> [Task instructions]:
Count the lines in the material below that contain the word "clear". Reply with the number alone.
━━ Record list
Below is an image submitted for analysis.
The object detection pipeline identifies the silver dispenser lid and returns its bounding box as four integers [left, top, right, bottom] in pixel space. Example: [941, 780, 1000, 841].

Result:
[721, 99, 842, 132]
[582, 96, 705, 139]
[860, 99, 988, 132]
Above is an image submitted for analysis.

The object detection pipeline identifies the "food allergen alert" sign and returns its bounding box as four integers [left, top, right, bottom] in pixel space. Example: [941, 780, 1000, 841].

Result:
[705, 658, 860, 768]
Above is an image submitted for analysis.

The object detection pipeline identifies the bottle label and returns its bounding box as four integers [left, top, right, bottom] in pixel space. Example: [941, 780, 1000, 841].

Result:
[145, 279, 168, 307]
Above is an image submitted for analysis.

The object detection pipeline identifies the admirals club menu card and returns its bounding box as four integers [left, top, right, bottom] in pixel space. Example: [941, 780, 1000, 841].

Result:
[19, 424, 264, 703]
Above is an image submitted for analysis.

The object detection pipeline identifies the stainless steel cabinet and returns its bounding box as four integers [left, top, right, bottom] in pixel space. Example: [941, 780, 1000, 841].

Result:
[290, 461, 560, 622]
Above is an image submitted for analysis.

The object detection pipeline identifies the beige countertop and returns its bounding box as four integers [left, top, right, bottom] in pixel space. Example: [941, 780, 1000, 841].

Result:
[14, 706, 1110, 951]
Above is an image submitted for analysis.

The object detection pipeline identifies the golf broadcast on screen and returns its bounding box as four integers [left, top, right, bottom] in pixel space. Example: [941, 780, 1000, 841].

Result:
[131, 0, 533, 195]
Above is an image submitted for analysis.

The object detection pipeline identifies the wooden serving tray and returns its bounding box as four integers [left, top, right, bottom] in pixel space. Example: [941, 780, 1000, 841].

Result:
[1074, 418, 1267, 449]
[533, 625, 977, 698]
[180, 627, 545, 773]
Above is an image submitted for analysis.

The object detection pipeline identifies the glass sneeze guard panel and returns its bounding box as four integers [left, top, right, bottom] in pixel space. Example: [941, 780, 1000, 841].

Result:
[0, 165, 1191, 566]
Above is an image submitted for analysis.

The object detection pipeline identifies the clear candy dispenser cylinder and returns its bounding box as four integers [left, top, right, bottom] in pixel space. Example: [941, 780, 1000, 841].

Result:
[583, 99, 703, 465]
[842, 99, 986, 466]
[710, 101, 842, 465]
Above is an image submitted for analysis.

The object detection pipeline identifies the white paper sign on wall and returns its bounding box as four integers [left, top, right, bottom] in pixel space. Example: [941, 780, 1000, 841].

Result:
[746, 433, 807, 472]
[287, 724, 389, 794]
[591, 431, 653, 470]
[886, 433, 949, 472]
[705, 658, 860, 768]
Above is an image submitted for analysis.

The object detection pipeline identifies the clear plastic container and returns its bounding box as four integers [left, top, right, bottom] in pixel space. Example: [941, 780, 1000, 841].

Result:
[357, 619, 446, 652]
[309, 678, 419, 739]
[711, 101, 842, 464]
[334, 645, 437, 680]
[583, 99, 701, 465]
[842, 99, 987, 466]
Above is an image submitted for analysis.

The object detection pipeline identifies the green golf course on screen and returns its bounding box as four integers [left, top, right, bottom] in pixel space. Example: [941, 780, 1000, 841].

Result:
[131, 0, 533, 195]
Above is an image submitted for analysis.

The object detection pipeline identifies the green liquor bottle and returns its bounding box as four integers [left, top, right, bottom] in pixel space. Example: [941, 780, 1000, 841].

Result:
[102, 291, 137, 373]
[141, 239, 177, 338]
━━━━
> [Response for this exercise]:
2